*Excerpt*.

◆ ◆ ◆ ◆

Since it was first introduced by Corsair almost a year ago, memory based on Samsung TCCD chips has become the performance standard for DDR memory. As we saw in our roundup of memory for the AMD Athlon 64, Samsung TCCD also performs particularly well on the Athlon 64 with the on-chip memory controller. Almost every memory manufacturer now has a version of its own TCCD memory. In our recent reviews, we have seen TCCD from Corsair, G. Skill, Geil, Mushkin, OCZ, and PQI. All of the TCCD-based memory performs well, with the best performance coming from TCCD based on the Brainpower PCB. While Samsung TCCD has recently been challenged by Crucial Ballistix and the revival of Winbond parts in OCZ VX and the new BH5 Value RAM, there is no doubt that in most systems, at the voltage ranges seen in most motherboards, TCCD-based memory is the standard.

◆ ◆ ◆ ◆

*Stated exercise 1*. Using the passage on Samsung TCCD memory, decide whether each statement agrees with it, and answer yes or no with the deciding words quoted: (a) Corsair was the first to introduce memory based on Samsung TCCD chips. (b) The strongest TCCD performance came from memory built on the Brainpower PCB. (c) Samsung TCCD performs poorly on the Athlon 64 with the on-chip memory controller.
*Stated exercise 2*. Write a continuation of the passage on Samsung TCCD memory, starting after its final sentence.

Data entries:
◆ ◆ ◆ ◆

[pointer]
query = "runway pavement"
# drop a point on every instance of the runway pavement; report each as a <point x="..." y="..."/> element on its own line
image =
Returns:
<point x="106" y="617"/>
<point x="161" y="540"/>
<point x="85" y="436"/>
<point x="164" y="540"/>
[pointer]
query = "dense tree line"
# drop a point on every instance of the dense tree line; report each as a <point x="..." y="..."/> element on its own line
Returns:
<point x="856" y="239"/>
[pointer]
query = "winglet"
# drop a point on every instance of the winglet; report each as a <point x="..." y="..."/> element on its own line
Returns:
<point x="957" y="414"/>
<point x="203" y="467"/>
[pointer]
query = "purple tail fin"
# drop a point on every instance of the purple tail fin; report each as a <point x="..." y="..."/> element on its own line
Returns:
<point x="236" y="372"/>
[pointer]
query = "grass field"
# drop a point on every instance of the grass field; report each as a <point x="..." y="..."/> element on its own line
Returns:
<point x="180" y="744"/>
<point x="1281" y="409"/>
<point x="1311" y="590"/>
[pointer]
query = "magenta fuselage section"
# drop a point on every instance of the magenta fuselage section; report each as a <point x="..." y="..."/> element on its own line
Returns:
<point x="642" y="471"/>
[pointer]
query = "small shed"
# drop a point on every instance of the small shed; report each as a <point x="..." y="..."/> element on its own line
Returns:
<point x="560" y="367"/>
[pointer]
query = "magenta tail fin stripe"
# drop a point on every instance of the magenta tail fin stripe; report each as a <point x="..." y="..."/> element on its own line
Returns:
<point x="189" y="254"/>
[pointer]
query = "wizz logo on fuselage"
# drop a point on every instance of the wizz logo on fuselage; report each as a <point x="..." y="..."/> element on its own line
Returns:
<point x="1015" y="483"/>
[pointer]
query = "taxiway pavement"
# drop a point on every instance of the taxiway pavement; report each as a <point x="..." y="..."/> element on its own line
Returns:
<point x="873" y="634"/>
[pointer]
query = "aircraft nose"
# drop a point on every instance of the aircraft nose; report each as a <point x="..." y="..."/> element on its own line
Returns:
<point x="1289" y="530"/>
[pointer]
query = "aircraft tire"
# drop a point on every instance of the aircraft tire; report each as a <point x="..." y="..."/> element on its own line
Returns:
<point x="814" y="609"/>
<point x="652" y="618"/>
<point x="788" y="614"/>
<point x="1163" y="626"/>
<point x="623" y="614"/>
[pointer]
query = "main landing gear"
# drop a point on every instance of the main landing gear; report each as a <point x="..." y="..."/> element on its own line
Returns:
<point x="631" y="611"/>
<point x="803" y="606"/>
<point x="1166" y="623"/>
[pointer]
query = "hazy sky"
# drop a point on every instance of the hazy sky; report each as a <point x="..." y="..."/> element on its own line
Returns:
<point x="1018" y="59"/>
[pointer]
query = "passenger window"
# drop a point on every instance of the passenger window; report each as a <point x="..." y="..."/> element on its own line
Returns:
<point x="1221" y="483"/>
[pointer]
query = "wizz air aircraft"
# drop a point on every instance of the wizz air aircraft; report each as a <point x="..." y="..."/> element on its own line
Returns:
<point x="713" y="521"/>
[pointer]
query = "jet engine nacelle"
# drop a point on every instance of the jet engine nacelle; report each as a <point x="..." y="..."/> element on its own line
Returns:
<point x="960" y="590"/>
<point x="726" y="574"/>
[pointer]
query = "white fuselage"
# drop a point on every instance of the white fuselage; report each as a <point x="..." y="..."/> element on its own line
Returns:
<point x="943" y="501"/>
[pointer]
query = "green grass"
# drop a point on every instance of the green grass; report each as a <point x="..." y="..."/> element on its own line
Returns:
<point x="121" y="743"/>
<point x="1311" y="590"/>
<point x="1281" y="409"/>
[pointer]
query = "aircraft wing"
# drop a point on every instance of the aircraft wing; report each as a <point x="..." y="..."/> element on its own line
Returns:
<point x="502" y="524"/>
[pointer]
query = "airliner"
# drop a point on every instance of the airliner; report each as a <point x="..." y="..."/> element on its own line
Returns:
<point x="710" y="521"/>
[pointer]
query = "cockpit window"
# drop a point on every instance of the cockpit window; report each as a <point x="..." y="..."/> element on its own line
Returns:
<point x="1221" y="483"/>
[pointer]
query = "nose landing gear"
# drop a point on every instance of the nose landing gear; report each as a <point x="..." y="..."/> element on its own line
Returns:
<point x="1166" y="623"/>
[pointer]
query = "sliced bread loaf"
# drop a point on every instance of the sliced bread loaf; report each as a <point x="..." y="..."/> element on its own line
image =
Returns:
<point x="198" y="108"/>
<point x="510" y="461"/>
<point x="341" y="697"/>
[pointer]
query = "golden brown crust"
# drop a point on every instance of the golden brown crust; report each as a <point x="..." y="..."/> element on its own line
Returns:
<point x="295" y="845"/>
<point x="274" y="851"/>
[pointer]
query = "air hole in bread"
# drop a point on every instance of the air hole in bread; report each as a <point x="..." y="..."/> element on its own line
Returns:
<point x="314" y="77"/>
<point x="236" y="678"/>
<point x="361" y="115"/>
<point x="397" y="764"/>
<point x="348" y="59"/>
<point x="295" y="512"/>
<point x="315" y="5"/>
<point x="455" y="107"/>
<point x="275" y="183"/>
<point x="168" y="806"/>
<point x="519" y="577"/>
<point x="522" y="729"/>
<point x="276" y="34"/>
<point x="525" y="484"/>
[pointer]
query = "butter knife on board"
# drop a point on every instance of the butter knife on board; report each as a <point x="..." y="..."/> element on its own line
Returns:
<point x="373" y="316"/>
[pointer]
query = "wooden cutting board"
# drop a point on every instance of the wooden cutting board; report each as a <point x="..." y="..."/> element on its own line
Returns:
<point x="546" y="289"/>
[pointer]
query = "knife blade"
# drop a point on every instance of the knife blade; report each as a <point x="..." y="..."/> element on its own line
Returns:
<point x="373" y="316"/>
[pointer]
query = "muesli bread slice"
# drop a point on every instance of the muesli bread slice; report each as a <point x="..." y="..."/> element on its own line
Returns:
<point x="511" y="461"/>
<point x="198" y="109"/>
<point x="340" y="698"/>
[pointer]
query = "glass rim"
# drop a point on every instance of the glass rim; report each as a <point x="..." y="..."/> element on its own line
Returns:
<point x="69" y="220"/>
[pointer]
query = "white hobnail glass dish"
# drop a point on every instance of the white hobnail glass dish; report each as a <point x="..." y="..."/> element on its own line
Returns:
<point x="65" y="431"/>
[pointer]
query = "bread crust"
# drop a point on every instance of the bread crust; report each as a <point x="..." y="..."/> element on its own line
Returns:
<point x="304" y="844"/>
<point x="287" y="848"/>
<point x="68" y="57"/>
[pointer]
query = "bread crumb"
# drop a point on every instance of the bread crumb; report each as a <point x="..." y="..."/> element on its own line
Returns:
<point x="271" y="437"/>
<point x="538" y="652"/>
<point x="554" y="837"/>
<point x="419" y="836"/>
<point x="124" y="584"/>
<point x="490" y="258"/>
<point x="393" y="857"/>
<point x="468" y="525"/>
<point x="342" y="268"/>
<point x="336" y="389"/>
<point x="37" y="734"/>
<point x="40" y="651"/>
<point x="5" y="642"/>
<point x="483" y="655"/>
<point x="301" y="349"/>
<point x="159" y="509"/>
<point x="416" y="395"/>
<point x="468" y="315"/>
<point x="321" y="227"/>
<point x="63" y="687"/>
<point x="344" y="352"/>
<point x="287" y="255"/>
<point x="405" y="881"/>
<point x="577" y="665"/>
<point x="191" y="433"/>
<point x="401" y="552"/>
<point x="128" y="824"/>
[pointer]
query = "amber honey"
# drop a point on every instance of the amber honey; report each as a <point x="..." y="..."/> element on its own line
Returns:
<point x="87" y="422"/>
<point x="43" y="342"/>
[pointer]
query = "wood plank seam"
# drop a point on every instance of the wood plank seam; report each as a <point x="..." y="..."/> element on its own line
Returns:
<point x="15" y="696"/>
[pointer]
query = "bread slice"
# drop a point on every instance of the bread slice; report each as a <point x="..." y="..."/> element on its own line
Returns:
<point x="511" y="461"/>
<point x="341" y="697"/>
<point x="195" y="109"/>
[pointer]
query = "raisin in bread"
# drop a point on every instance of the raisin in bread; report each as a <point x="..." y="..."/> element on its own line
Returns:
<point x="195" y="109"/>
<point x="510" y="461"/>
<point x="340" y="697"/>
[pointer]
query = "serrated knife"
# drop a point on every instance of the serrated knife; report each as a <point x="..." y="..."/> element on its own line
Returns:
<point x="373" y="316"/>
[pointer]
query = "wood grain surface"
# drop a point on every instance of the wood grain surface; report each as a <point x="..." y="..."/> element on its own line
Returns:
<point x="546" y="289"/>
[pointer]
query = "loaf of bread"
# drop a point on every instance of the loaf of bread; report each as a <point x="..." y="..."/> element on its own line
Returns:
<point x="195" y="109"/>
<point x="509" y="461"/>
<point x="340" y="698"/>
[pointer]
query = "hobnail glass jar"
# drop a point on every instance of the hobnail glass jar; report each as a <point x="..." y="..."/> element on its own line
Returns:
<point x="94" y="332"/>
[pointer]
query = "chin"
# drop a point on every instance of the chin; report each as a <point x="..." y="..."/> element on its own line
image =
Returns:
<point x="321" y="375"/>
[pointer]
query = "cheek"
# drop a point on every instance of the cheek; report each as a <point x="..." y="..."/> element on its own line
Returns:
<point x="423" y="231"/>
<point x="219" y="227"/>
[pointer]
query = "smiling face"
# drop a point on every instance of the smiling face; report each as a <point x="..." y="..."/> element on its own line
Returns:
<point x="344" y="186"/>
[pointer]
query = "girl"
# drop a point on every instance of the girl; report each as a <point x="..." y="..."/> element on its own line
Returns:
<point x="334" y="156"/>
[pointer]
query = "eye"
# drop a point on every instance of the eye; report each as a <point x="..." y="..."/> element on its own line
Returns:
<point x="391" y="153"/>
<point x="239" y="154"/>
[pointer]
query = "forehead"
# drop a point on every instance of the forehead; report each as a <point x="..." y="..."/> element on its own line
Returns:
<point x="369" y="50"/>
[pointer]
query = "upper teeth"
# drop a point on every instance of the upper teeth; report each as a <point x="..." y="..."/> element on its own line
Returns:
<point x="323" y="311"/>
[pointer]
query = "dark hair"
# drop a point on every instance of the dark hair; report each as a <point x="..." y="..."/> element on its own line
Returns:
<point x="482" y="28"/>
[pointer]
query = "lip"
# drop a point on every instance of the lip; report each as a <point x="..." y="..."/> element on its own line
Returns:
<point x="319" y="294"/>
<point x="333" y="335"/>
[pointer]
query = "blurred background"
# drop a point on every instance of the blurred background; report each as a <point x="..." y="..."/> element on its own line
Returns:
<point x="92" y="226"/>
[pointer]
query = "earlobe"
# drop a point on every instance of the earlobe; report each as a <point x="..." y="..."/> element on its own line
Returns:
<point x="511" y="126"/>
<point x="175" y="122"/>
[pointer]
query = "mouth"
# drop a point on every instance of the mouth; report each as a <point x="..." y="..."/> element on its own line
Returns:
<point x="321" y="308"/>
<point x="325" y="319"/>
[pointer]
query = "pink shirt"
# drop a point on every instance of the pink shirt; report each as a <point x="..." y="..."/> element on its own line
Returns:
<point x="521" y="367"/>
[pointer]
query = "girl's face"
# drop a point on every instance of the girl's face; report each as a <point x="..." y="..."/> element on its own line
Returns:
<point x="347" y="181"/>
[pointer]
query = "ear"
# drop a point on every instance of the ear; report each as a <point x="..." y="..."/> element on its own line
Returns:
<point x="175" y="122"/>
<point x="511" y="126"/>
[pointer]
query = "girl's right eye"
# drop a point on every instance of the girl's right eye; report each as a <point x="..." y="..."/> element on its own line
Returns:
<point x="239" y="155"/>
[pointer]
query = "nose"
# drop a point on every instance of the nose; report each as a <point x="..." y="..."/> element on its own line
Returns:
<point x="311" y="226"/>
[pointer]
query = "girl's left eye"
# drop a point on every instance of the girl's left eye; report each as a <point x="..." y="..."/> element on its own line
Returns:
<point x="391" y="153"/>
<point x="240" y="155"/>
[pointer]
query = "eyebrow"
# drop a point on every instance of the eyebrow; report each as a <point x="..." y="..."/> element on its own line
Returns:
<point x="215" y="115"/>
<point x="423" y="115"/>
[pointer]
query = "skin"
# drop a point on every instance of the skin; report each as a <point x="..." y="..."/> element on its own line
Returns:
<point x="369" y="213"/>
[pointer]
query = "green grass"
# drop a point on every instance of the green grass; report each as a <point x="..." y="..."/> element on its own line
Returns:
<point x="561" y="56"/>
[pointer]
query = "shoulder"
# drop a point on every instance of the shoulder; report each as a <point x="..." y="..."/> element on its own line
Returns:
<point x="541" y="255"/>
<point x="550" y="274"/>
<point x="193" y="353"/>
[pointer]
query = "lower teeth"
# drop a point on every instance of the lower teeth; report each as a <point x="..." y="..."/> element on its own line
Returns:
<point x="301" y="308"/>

◆ ◆ ◆ ◆

*Written answer 1*.
(a) Yes: "Since it was first introduced by Corsair almost a year ago, memory based on Samsung TCCD chips has become the performance standard for DDR memory."
(b) Yes: "with the best performance coming from TCCD based on the Brainpower PCB."
(c) No: "Samsung TCCD also performs particularly well on the Athlon 64 with the on-chip memory controller."

*Written answer 2*.
Into this climate, PDP Systems has introduced its own Samsung TCCD memory built on the Brainpower PCB. Patriot has chosen to rate the PC3200+XBLK at two different speeds: DDR400 at 2-2-2-5 and DDR533 at 3-4-4-8. This is quite a broad range and we will see if the memory meets or exceeds those ratings. The Patriot memory also stands out from the TCCD crowd by being the most reasonably priced TCCD that we could find on the web. At around $225 for a 1GB (512MB x 2) pair, the Patriot is even cheaper than the lowest-priced G. Skill at the vendors where we checked. Since the largest barrier to TCCD pricing is the actual cost of the chips from Samsung, reportedly about $6 per chip (or $190 for 32 chips for a 1GB pair), then Patriot is very near the lowest price currently possible for TCCD modules.

The question, of course, is how the Patriot performs compared to other TCCD-based memory. It has the right stuff in its design, but does it deliver in the all-important performance arena?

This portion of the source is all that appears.